Posted May 30, 2024
By Greg O'Brien
“The greatest obstacle to discovery is not ignorance, it is the illusion of knowledge.” (the late Daniel J. Boorstin, distinguished historian)
At 74, fighting advancing Alzheimer’s, I’ve found peace in imperfection—the illusion of knowledge. My mind used to be my best friend; now there’s no chance for reconciliation. So I write and think from the heart, the place of the soul.
My heart now tells me that I’m not perfect—though, arrogantly at times, I thought I might be. But I never was perfect, no matter what my Irish mother often insisted. Yet, she had Alzheimer’s as well.
Alzheimer’s has brought me to the realization of imperfection—and it’s a gift.
I’ve learned the hard way that it’s okay not to be perfect, to have imperfect parents and children, or to not strive in risky ways for perfection. There’s no guilt here; in fact, there’s inner strength. Reality is a pill we all should swallow. Society and the advertising media continually pressure us to be faultless individuals, raising in us Superman expectations that are hazardous to our spirit and about as real as Kryptonite. Failure, as measured against success, is not an option that we generally like to declare, but acknowledgment of failure can be freeing to the soul.

WHAT THIS EXERCISE ASKS:
A - Answer these from the Alzheimer's essay:
(i) How old is the writer?
(ii) Who is the source of the quotation at the top, and how is he described?
(iii) What does the writer call the realization of imperfection?
B - Copy the Alzheimer's essay starting at "Alzheimer’s has brought" and ending at "to the soul.", replacing "Society" with "Culture".

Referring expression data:
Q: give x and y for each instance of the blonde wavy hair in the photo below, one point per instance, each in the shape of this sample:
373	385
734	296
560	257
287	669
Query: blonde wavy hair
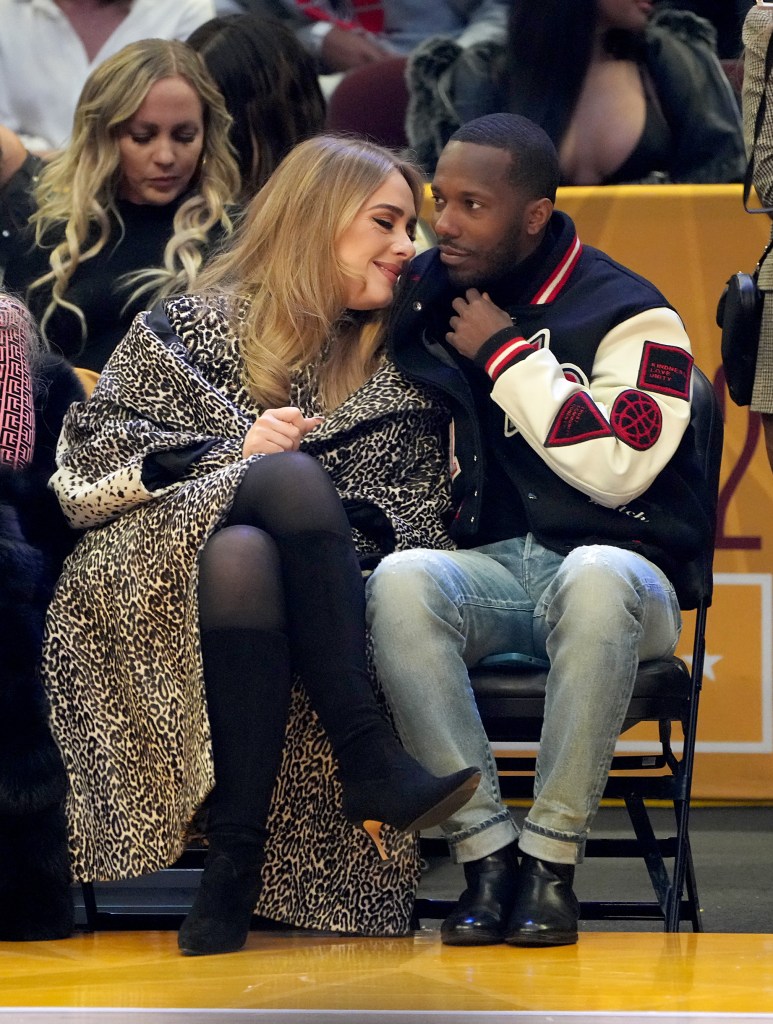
283	260
78	190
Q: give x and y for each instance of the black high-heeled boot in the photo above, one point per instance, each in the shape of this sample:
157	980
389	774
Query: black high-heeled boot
219	920
382	783
403	795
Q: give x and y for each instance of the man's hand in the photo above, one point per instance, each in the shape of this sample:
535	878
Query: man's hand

SOLVED TASKS:
A -
(i) 74
(ii) The late Daniel J. Boorstin, described as a distinguished historian
(iii) A gift

B -
Alzheimer’s has brought me to the realization of imperfection—and it’s a gift.
I’ve learned the hard way that it’s okay not to be perfect, to have imperfect parents and children, or to not strive in risky ways for perfection. There’s no guilt here; in fact, there’s inner strength. Reality is a pill we all should swallow. Culture and the advertising media continually pressure us to be faultless individuals, raising in us Superman expectations that are hazardous to our spirit and about as real as Kryptonite. Failure, as measured against success, is not an option that we generally like to declare, but acknowledgment of failure can be freeing to the soul.